START Quoted text

What Is Nick Saban's End Game as Alabama's Head Coach?

TUSCALOOSA, Ala. — Lake Burton is calling. At least that’s what a lot of the competition would like to hope.

Every year, Nick Saban spends some downtime at his Georgia vacation home on the water, where he’s been known to zip around on his boat while listening to the Eagles. At some point, it might become his permanent address.

But not this year, and not in the near future.

Anyone wondering if Saban’s coaching days might be drawing to a close only needs to go back and watch him during SEC media days to know it won’t be happening soon. There’s no doubt the coaching fire in him hasn’t flickered, regardless of his age.

“I think he can go forever,” quipped Florida head coach Jim McElwain, a former Saban offensive coordinator at Alabama. “That’s just the way he’s wired. When we were around each other that week of the SEC Championship Game, I didn’t see one less bounce in his step, anything like that.

“The guy’s something special.”

Entering his 21st season as a head coach at the collegiate level (plus two in the National Football League), Saban will turn 65 on Oct. 31, when Alabama will be coming off its bye and beginning to prepare for another showdown with LSU.

For a lot of people, that’s an age that brings thoughts about cashing in the 401(k) and playing golf every day. Although Bobby Bowden kept coaching at Florida State until he was 80, and Joe Paterno was 85 when he finished at Penn State.

Saban has no plans to coach that long. Although he’s never come close to mentioning when he might want to hang up his trademark straw practice hat, it’s become a point of contention as he’s started talking about how other schools are beginning to use his age against him in recruiting.

What are the chances Saban is still Alabama’s head coach when current prospects are slated to earn their degrees? Actually, pretty good. Remember, these critics are some of the same people who previously said Saban would never stay with the Crimson Tide for more than a couple of years.

END Quoted text

* [Stated task 1]: Lay out every line of the saved data entries as a numbered list, leaving out any blank lines.
The article about Nick Saban and the saved data entries are unrelated to each other.

START Source records

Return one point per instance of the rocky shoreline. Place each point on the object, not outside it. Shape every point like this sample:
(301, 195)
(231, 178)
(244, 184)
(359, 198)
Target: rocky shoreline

END Source records

* [Stated task 2]: Decide whether each statement agrees with the article about Nick Saban, answering yes or no and quoting the deciding words: (a) Saban will turn 65 on Oct. 31. (b) Joe Paterno was 80 when he finished at Penn State. (c) Jim McElwain is the head coach at Florida.

* [Task response 1]:
1. Return one point per instance of the rocky shoreline. Place each point on the object, not outside it. Shape every point like this sample:
2. (301, 195)
3. (231, 178)
4. (244, 184)
5. (359, 198)
6. Target: rocky shoreline

* [Task response 2]:
(a) Yes: "Saban will turn 65 on Oct. 31"
(b) No: "Joe Paterno was 85 when he finished at Penn State"
(c) Yes: "Florida head coach Jim McElwain"